start Material for this task

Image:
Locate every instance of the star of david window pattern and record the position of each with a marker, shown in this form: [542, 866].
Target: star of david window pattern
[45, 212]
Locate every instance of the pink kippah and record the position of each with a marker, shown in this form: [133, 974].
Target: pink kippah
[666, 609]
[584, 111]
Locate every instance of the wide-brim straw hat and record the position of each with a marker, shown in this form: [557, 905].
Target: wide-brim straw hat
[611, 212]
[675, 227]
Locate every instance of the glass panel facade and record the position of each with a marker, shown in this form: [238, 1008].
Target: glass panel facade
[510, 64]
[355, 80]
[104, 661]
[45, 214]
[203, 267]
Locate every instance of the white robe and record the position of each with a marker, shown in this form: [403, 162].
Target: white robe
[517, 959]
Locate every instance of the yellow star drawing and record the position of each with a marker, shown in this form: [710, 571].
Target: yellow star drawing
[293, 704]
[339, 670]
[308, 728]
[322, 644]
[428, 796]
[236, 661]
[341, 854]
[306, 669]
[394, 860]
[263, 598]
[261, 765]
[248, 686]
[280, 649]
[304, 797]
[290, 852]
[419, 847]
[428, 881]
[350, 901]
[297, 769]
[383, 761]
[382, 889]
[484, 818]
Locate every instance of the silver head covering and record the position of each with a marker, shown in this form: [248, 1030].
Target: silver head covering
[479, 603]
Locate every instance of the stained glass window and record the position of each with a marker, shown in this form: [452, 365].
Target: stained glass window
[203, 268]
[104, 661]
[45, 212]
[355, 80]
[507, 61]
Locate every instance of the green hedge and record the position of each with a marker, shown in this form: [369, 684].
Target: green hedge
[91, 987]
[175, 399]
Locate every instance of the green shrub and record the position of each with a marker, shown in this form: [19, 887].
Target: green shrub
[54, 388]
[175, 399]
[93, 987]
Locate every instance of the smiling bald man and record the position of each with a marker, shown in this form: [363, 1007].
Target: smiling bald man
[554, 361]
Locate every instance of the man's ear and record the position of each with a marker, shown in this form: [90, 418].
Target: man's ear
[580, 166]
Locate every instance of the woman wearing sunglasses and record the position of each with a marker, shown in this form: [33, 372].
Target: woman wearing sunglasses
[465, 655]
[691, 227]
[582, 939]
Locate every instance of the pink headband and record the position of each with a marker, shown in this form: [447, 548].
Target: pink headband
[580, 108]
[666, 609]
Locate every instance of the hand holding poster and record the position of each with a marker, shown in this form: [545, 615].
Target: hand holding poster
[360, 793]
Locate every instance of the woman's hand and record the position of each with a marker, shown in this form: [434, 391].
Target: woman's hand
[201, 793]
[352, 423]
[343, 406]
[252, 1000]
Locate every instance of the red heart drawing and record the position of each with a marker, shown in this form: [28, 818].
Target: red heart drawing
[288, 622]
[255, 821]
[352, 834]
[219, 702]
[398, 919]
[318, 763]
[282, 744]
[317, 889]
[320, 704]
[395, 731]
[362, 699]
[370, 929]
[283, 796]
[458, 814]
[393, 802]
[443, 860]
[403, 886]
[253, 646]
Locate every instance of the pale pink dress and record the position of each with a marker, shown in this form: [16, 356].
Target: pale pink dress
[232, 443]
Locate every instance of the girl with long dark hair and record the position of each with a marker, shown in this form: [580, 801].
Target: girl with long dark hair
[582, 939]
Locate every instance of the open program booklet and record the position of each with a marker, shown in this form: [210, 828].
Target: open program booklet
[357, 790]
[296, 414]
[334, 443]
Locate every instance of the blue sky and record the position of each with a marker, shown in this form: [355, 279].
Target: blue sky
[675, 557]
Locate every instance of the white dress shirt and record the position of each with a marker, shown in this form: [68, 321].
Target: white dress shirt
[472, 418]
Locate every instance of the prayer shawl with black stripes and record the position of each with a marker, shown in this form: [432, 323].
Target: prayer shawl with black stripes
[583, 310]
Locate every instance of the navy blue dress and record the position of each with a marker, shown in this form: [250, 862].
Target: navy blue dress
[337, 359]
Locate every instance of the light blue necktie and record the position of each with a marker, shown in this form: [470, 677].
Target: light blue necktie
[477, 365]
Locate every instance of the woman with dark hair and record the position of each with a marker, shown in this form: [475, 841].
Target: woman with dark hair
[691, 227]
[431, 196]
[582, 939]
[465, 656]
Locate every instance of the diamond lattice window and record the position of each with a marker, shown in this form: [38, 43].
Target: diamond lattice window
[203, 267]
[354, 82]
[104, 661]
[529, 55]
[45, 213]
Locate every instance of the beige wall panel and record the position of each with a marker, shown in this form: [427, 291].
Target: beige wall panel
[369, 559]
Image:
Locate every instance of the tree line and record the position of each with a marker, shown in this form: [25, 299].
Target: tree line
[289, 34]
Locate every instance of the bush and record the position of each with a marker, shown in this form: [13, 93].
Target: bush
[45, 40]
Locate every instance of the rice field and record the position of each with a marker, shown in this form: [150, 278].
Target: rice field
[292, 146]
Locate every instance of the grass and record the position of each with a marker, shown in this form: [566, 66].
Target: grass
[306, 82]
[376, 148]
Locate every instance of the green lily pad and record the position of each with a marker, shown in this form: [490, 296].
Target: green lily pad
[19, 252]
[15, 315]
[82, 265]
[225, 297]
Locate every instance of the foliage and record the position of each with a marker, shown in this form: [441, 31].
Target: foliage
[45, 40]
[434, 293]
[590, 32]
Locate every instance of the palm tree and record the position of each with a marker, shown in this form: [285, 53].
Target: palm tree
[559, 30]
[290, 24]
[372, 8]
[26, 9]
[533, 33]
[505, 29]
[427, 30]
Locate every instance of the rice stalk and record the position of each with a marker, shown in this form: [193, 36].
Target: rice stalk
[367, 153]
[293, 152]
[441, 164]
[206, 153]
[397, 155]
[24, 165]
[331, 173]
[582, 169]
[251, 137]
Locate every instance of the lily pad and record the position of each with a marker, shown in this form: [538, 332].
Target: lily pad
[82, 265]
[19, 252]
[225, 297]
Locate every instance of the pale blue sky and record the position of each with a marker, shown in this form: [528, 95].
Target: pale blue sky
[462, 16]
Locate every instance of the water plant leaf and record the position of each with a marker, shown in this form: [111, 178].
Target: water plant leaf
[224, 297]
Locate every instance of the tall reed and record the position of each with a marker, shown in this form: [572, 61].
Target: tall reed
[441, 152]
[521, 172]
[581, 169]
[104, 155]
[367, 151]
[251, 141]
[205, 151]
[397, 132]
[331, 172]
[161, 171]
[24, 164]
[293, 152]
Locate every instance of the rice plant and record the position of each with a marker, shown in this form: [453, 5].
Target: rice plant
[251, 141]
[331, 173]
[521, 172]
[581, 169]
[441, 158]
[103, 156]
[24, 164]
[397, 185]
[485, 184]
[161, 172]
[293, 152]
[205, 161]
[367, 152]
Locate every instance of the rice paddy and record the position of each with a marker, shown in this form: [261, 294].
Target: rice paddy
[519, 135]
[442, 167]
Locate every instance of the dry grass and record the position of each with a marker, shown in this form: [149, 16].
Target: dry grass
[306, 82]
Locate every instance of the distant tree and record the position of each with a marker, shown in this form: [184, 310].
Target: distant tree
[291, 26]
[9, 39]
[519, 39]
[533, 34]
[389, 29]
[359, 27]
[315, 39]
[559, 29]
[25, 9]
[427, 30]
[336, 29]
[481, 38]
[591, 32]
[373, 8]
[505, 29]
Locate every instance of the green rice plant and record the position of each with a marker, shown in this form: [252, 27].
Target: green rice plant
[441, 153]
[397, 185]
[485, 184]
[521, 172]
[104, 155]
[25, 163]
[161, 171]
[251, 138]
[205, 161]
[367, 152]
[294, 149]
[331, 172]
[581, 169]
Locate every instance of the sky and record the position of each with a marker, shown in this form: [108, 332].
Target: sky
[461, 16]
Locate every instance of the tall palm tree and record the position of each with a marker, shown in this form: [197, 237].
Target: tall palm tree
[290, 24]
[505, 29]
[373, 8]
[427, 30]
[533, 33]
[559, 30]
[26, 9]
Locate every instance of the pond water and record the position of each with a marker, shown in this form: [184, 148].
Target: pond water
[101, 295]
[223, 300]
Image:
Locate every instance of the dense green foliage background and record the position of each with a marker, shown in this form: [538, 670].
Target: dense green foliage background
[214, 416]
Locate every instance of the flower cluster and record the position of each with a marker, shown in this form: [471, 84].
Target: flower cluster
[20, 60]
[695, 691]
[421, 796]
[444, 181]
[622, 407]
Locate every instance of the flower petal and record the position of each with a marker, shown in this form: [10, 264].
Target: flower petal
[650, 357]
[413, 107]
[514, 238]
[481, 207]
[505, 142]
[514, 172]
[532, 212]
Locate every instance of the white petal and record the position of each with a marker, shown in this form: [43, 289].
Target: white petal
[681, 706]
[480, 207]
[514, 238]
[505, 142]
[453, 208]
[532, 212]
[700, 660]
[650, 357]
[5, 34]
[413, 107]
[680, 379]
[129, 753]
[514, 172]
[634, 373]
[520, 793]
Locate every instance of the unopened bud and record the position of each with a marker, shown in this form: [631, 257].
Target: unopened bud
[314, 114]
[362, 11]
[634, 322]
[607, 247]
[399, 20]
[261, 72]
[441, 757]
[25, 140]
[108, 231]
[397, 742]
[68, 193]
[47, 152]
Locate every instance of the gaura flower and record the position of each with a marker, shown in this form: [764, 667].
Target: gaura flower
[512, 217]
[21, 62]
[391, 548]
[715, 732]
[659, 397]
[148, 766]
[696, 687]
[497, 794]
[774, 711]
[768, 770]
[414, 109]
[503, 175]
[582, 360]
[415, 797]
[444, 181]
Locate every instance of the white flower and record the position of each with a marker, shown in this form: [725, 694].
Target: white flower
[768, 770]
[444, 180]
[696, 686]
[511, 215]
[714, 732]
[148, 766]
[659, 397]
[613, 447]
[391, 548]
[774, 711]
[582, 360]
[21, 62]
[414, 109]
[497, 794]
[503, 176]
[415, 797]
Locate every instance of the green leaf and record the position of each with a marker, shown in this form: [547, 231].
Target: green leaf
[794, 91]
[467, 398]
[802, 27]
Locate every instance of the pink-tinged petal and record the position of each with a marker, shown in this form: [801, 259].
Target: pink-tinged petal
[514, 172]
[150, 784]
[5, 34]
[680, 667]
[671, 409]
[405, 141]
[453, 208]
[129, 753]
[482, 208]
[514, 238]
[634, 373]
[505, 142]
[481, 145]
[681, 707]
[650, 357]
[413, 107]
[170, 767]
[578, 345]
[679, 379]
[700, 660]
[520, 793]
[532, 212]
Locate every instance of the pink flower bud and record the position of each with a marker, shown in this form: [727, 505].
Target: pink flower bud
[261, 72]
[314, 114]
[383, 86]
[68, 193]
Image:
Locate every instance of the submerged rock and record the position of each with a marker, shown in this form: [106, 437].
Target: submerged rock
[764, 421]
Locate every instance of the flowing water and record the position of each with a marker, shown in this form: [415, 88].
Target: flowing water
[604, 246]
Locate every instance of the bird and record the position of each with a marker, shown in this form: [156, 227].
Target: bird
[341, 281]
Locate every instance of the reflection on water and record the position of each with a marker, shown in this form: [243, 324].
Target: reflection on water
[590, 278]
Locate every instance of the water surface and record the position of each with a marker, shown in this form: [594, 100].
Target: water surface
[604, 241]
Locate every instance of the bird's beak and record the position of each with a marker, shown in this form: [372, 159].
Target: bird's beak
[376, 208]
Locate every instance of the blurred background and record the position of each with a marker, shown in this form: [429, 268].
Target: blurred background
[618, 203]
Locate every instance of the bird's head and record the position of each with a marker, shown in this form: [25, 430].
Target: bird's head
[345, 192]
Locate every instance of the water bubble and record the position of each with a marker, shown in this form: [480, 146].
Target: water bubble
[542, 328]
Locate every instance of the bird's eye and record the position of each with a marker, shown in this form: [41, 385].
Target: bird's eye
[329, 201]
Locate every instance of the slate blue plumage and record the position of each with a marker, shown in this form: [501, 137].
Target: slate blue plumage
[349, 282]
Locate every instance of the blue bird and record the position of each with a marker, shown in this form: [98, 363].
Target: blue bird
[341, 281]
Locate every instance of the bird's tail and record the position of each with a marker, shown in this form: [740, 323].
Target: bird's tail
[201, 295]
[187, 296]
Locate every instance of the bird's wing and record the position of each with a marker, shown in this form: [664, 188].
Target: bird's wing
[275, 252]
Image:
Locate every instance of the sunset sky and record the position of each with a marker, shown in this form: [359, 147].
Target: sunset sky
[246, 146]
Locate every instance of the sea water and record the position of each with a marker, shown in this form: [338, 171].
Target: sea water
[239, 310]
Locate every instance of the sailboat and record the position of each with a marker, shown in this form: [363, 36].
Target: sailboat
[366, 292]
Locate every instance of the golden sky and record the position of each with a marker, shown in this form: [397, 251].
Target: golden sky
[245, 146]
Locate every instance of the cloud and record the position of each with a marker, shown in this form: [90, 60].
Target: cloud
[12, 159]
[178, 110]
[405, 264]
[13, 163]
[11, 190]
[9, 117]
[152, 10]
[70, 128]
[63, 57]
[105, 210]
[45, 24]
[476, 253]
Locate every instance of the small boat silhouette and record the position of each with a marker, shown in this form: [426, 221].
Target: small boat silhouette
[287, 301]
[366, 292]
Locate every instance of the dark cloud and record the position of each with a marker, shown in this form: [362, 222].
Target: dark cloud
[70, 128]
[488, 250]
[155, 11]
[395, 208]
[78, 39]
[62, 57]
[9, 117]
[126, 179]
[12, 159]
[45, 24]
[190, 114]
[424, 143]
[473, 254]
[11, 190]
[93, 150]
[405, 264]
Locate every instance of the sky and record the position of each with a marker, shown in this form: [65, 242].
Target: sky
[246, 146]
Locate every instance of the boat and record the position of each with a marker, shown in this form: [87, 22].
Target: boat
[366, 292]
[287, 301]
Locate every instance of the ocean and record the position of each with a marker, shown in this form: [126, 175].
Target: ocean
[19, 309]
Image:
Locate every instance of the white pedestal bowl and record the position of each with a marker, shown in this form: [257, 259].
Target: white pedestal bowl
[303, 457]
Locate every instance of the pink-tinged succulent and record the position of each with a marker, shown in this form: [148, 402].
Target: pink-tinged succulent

end Material for this task

§ **Prompt**
Give back exactly the lines from the line containing "Locate every instance of the boat" to the end of the entries, and no other lines.

§ **Task result**
Locate every instance of the boat and record the position of each with a marker, shown in this form: [87, 22].
Target: boat
[366, 292]
[287, 301]
Locate every instance of the ocean and record the position of each with a marker, shown in this form: [126, 175].
Target: ocean
[19, 309]
Image:
Locate every instance of the white pedestal bowl and record the position of each with a marker, shown in this form: [257, 259].
Target: white pedestal bowl
[303, 457]
Locate every instance of the pink-tinged succulent and record the position of each with a marker, shown in this form: [148, 402].
Target: pink-tinged succulent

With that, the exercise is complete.